Segment Open
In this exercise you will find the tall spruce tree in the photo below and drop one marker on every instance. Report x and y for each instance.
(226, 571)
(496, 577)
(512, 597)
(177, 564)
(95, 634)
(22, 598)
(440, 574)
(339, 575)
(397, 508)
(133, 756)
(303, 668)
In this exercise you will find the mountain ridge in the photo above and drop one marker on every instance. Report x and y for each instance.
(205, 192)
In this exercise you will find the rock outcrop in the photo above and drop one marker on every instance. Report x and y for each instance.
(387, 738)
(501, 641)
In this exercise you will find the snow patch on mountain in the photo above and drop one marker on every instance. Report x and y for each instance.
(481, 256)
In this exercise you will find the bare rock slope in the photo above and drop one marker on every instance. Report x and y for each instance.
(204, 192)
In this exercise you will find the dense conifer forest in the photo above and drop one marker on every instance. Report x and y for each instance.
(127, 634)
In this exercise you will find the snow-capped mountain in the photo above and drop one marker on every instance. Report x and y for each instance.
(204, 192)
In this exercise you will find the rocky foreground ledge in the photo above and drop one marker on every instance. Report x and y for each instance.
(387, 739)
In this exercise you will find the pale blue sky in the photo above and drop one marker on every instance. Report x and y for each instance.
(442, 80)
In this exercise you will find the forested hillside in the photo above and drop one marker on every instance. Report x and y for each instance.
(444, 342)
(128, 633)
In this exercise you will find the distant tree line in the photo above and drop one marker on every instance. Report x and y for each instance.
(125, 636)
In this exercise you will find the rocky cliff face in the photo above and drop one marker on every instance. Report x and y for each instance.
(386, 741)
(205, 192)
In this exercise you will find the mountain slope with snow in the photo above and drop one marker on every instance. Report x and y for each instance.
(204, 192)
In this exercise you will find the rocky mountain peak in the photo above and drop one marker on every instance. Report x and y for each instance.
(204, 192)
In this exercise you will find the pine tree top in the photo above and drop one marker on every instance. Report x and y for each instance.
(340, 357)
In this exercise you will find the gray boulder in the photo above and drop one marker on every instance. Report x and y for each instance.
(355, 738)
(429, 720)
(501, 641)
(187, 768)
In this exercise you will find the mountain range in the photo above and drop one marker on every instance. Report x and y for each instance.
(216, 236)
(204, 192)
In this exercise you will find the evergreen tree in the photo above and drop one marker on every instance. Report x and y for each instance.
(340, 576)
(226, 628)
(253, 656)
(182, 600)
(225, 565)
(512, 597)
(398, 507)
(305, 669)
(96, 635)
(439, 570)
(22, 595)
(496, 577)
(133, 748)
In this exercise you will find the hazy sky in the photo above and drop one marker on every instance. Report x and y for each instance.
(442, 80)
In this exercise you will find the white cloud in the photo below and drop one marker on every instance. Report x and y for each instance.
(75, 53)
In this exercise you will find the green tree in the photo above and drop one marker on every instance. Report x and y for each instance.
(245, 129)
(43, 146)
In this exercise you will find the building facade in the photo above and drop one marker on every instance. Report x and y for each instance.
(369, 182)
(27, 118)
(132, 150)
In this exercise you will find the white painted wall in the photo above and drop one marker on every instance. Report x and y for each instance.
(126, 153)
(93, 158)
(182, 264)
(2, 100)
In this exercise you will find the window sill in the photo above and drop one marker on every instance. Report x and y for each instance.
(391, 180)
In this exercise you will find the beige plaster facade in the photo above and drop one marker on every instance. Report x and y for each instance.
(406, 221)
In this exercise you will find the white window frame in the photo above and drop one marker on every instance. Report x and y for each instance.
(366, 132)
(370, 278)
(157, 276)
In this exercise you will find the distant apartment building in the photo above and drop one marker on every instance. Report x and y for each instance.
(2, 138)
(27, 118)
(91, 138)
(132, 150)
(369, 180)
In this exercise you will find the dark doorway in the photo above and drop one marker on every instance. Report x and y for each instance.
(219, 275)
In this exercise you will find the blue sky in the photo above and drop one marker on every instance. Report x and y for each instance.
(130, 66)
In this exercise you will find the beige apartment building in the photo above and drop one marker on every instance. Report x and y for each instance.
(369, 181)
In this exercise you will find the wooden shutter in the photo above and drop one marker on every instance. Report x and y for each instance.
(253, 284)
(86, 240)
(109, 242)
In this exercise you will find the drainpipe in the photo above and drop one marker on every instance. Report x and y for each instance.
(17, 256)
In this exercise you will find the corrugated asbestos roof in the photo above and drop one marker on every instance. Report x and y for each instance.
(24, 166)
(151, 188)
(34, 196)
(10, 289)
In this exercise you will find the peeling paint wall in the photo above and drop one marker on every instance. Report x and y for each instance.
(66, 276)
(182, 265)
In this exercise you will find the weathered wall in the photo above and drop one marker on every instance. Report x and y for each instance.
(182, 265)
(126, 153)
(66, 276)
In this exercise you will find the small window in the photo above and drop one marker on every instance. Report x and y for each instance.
Segment Closed
▶ **PROBLEM REQUIREMENTS**: Give the material above again in its entirety, exactly as it appears.

▶ **REPLY TO THE TASK**:
In this exercise you will find the tall spruce tree in the photo below and drop one marker on every instance. Report x and y for each instance.
(226, 571)
(496, 577)
(512, 597)
(177, 564)
(95, 634)
(22, 598)
(440, 574)
(339, 575)
(397, 508)
(133, 756)
(303, 668)
In this exercise you will find the mountain ridge in the photo above and drop one marker on every instance. Report x and y for each instance.
(205, 192)
In this exercise you will find the rock outcrop in the photo above and drop one marker on every instance. Report x and y for each instance.
(387, 738)
(501, 641)
In this exercise you will find the snow patch on mountain in the photo above and drop one marker on every instance. Report x and y for each instance.
(481, 256)
In this exercise you will find the bare rock slope in the photo above and drop one marker on every instance. Report x and y for each instance.
(204, 192)
In this exercise you will find the dense conifer forest in the photo above and drop one marker on every instance. Report x and y for each instance.
(127, 634)
In this exercise you will find the snow-capped mountain in the photo above and drop one marker on every instance. Report x and y for each instance.
(204, 192)
In this exercise you will find the rocky foreground ledge in the photo above and drop one marker on every instance. Report x and y for each instance.
(387, 739)
In this exercise you will find the pale blue sky in the photo above and drop one marker on every instance. Report x and y for each instance.
(442, 80)
In this exercise you will find the forested hillside in the photo above and drop one marker on every instance. Report x and y for each instance.
(444, 342)
(128, 633)
In this exercise you will find the distant tree line in the photo above and drop one marker on every instance. Report x and y for each instance.
(125, 636)
In this exercise you will find the rocky cliff face in the photo above and drop one marker on every instance. Report x and y for each instance.
(386, 741)
(205, 192)
In this exercise you will find the mountain slope with snow in the photo above and drop one marker on every instance. Report x and y for each instance.
(204, 192)
In this exercise you will find the rocky mountain peak in the photo above and drop one marker on every instance. Report x and y for each instance.
(204, 192)
In this exercise you will find the pine tree top in the photo above and drop one marker on every instance. Report x and y for each instance.
(340, 357)
In this exercise you will find the gray boulder in the photo above and drop one marker on every instance. Report x and y for each instance.
(355, 738)
(429, 720)
(501, 641)
(187, 768)
In this exercise you will find the mountain range in the photo above and drop one marker on every instance. Report x and y for each instance.
(216, 236)
(204, 192)
In this exercise you will find the evergreen tree in the photo above and drop one marker on every instance. Report x and y for each instance.
(340, 576)
(226, 628)
(253, 656)
(182, 600)
(225, 565)
(512, 597)
(398, 507)
(305, 669)
(96, 635)
(439, 570)
(22, 595)
(496, 577)
(133, 748)
In this exercise you will find the hazy sky in the photo above and drop one marker on every instance. Report x and y for each instance.
(442, 80)
In this exercise you will find the white cloud in the photo below and drop one marker on every instance. Report x and y for each instance.
(75, 53)
In this exercise you will find the green tree in the photo above and drop one marker on every instance. Report x and y for each instance.
(245, 129)
(43, 146)
In this exercise you will find the building facade in the photo above and drop one marker on every instance. Report x and y for each instance.
(369, 182)
(27, 118)
(132, 150)
In this exercise you will find the white painted wall in the photo above and drop one marker on every instance. Report x and y for each instance.
(126, 153)
(93, 158)
(182, 264)
(2, 100)
In this exercise you will find the window sill in the photo above and drop one marker on every instance. Report x and y for each instance.
(391, 180)
In this exercise you will find the beige plaster facade in the photo above and drop one marker on every instance. Report x and y for each instance.
(406, 221)
In this exercise you will find the white window frame in the photo above and drop one marker on every instance. Report x and y for each instance.
(366, 132)
(370, 278)
(157, 276)
In this exercise you will find the distant apartment building in the photo above and drop one marker on every instance. Report x and y for each instance.
(2, 138)
(27, 118)
(91, 138)
(132, 150)
(369, 180)
In this exercise you will find the dark doorway in the photo above and drop one marker on every instance. Report x and y for each instance.
(219, 275)
In this exercise you will find the blue sky in the photo above and drop one marker on every instance. Report x and y for each instance.
(130, 66)
In this exercise you will find the beige apartment building in the photo above and drop one marker on every instance. Report x and y for each instance.
(369, 181)
In this exercise you will find the wooden shutter in the photo above and drop one marker on every instance. Report x and y for each instance.
(253, 284)
(86, 240)
(109, 242)
In this exercise you will find the drainpipe in the photo above and drop one marker on every instance. Report x and y for each instance.
(17, 256)
In this exercise you will find the corrugated asbestos roof in the photo above and drop one marker on every instance. Report x and y for each instance.
(24, 166)
(151, 188)
(34, 196)
(10, 289)
In this exercise you will find the peeling paint wall in the photo above and drop one marker on every instance. Report x and y for each instance.
(66, 276)
(182, 265)
In this exercise you will find the weathered wall in the photo above and drop one marker on every instance. Report x and y for each instance.
(182, 265)
(126, 153)
(66, 276)
In this exercise you will find the small window in the photo above and drop one marker on every instance. Report x and y for each instance.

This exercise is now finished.